===== Task inputs
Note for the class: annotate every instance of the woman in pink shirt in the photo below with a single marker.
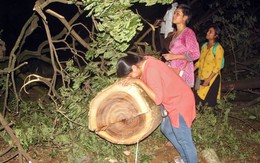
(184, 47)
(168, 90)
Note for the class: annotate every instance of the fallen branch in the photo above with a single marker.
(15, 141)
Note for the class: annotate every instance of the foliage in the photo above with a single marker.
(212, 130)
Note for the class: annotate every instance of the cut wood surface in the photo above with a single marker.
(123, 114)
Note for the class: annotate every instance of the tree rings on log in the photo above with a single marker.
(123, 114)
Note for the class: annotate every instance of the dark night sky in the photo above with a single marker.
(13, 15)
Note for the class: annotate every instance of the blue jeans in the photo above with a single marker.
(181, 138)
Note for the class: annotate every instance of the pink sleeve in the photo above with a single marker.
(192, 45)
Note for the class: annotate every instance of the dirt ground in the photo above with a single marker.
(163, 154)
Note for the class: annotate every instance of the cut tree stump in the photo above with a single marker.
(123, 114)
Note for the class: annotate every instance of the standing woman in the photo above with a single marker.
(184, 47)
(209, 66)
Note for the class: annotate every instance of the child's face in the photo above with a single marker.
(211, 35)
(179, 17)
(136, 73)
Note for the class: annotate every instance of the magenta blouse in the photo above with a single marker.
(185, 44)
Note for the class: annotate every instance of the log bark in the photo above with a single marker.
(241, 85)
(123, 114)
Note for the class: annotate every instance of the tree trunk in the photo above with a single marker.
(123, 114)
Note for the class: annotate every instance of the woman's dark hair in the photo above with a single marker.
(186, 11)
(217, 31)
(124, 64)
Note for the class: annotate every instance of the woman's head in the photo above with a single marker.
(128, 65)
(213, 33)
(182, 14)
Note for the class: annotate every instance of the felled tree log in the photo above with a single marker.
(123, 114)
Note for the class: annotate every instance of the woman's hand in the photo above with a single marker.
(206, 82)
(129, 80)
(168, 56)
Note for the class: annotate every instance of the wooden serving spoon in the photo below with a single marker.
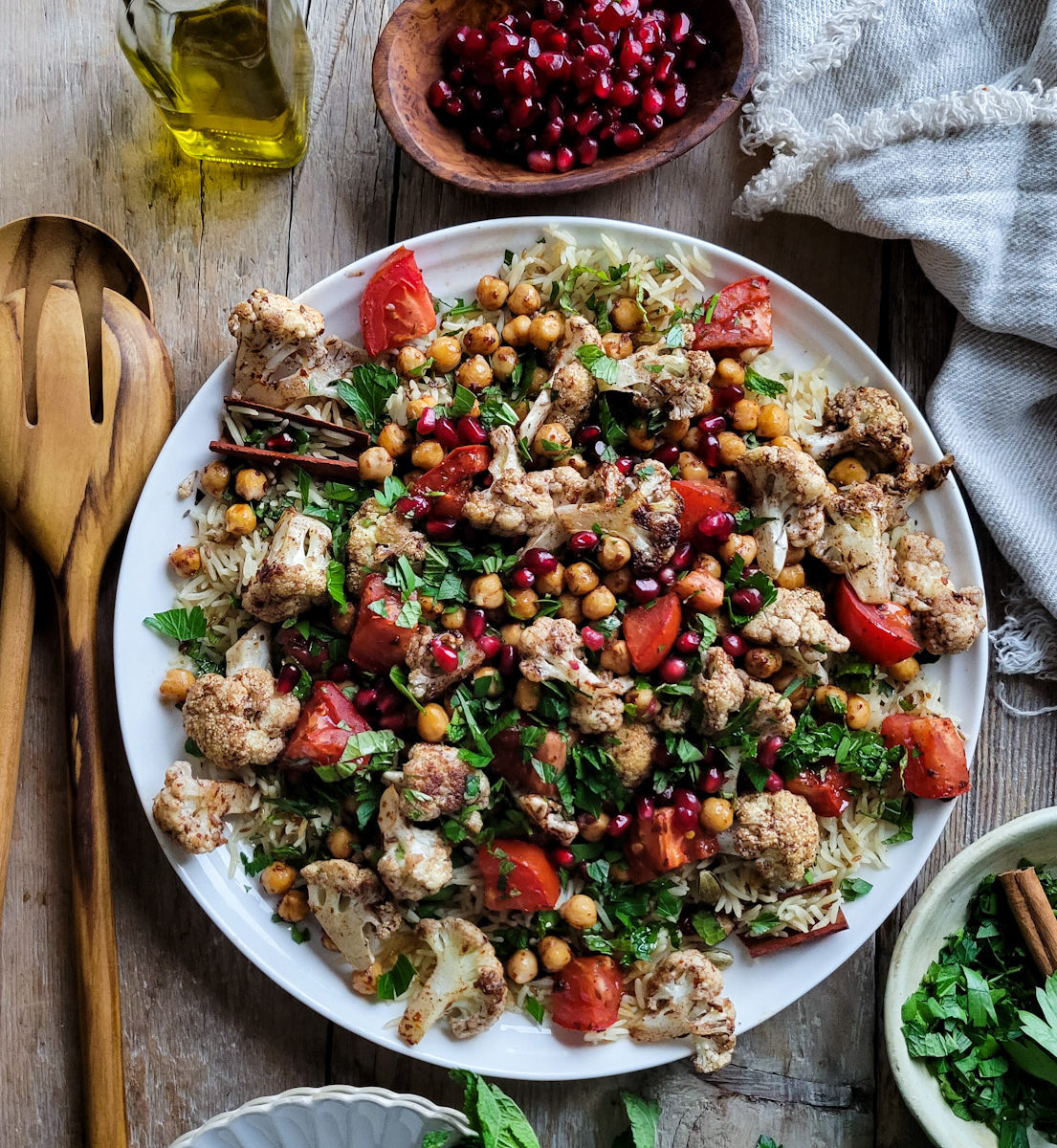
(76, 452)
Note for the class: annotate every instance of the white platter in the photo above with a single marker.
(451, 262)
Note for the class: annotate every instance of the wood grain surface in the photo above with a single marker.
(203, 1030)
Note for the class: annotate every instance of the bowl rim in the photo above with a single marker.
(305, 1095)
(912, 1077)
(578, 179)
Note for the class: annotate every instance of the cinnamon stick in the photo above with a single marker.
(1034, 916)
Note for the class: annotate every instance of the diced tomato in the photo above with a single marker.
==========
**Exercise requirements:** Copy every one of the rows above without changing a word, and omit the pictures.

**Task output:**
Note for the class: annotate every instance of the woman in pink shirt in the photo below with a single marker.
(184, 47)
(168, 90)
Note for the class: annotate every instance of the fallen branch in the photo above with a single marker.
(15, 141)
Note for the class: annotate every instance of the foliage in the photo above with a single marker.
(212, 130)
Note for the class: annotate every instance of the cut wood surface in the photo above with a single marker.
(123, 114)
Note for the class: annotate every instance of the tree rings on log in the photo above with a single marker.
(123, 114)
Note for the class: annotate every instance of the dark night sky in the photo above with a single marker.
(13, 15)
Note for the class: annotate every instance of the blue jeans in the photo above with a single marker.
(181, 138)
Note for the class: annotate every instance of the pink sleeve in the photo above with a single marker.
(192, 45)
Note for the class: annotate every instance of the dirt ground in the photo above with a single marker.
(163, 154)
Note for the class: annotate every instance of the cut tree stump in the photo above with a single marker.
(123, 114)
Note for the class: annotate every instance of the standing woman in the photo above with a single marker.
(184, 47)
(209, 66)
Note for the class: annotate every instance of the child's face in the photo above with a single marker.
(211, 35)
(179, 17)
(136, 73)
Note for the class: annotate every instance of the magenta blouse in the photo above with a single marker.
(185, 44)
Note for the class: annotate every instance of the log bark in the photo above with a single marker.
(241, 85)
(123, 114)
Note for the class: annotate every instance of the tree trunk in the photo above with a single marker.
(123, 114)
Note for the class: annotate every instance of the woman's dark hair in the photo above with a single marker.
(186, 11)
(217, 31)
(124, 64)
Note for the class: annotate every instance of the woman's head in the photo above with a single marker.
(128, 65)
(213, 33)
(182, 14)
Note for the class: annotate every instance of the felled tree log in the photo above with a single marker.
(123, 114)
Note for the class: annotate every instance of the woman's hand in the photo above with a single marker.
(206, 82)
(129, 80)
(168, 56)
Note for the class: annotate every instance of the wooden serving spoon in the photo below with a single marker.
(76, 452)
Note for the class: annotate every instance of the white platter in the photo above with a single marker.
(451, 262)
Note for the class: annotate every instance of the wood grain surface in the photo above with a single marker.
(203, 1030)
Note for the class: annotate every instance of the bowl rim in the photo above with a single marker.
(305, 1095)
(912, 1077)
(578, 179)
Note for the class: annotate every instance of the cinnamon stick in the photo above with a single marker.
(1034, 916)
Note for the class: annotate every instance of the diced tomato in the photo above with a single marker.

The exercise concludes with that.